__Input data__:
──────────

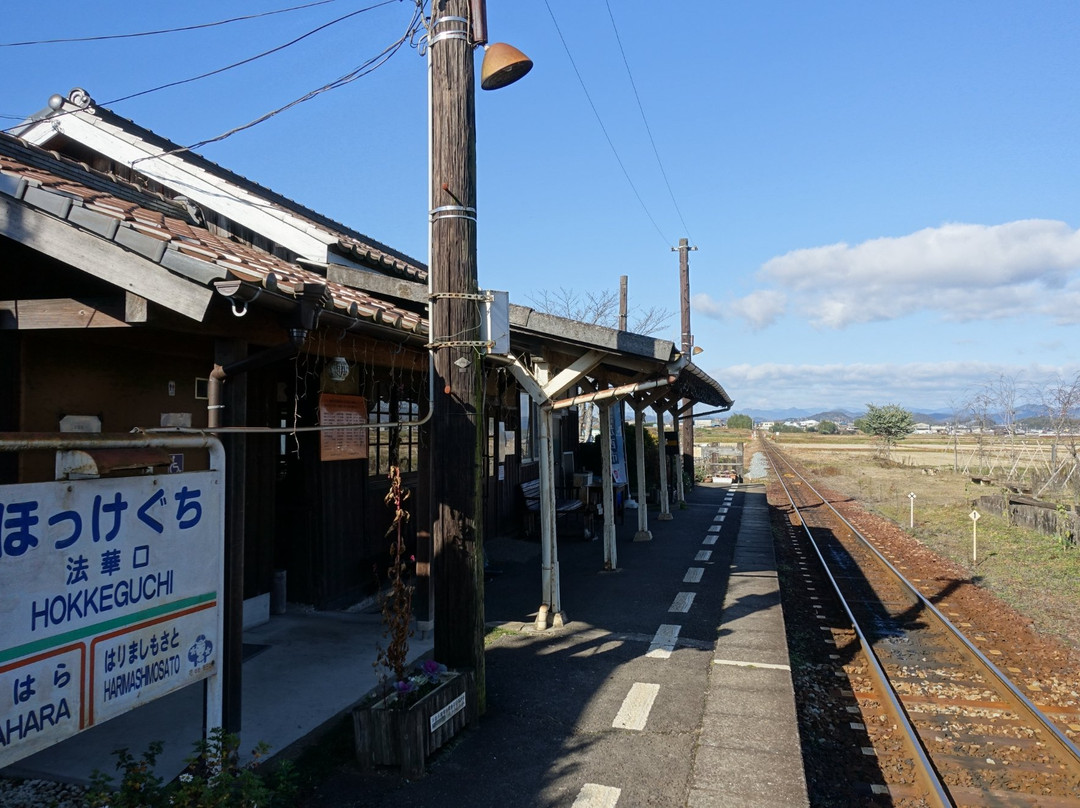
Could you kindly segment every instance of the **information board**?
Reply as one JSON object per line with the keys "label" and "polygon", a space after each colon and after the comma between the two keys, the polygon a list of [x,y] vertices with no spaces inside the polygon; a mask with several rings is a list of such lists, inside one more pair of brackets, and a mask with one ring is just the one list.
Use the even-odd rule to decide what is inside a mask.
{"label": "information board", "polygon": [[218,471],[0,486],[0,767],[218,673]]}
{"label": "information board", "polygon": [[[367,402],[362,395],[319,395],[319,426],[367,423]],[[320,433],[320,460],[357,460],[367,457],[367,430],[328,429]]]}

──────────

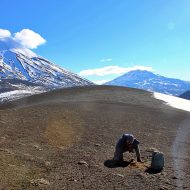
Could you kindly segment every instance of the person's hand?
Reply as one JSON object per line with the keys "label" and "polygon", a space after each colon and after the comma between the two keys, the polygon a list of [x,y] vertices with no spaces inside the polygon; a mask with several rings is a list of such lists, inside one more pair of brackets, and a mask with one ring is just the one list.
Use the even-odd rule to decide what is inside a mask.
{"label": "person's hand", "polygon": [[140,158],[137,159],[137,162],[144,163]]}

──────────

__Direction__: List every line of the items that contains the word "Could".

__Solution for this problem__:
Could you kindly segment every instance of the **information board**?
Could you kindly segment every instance of the person's hand?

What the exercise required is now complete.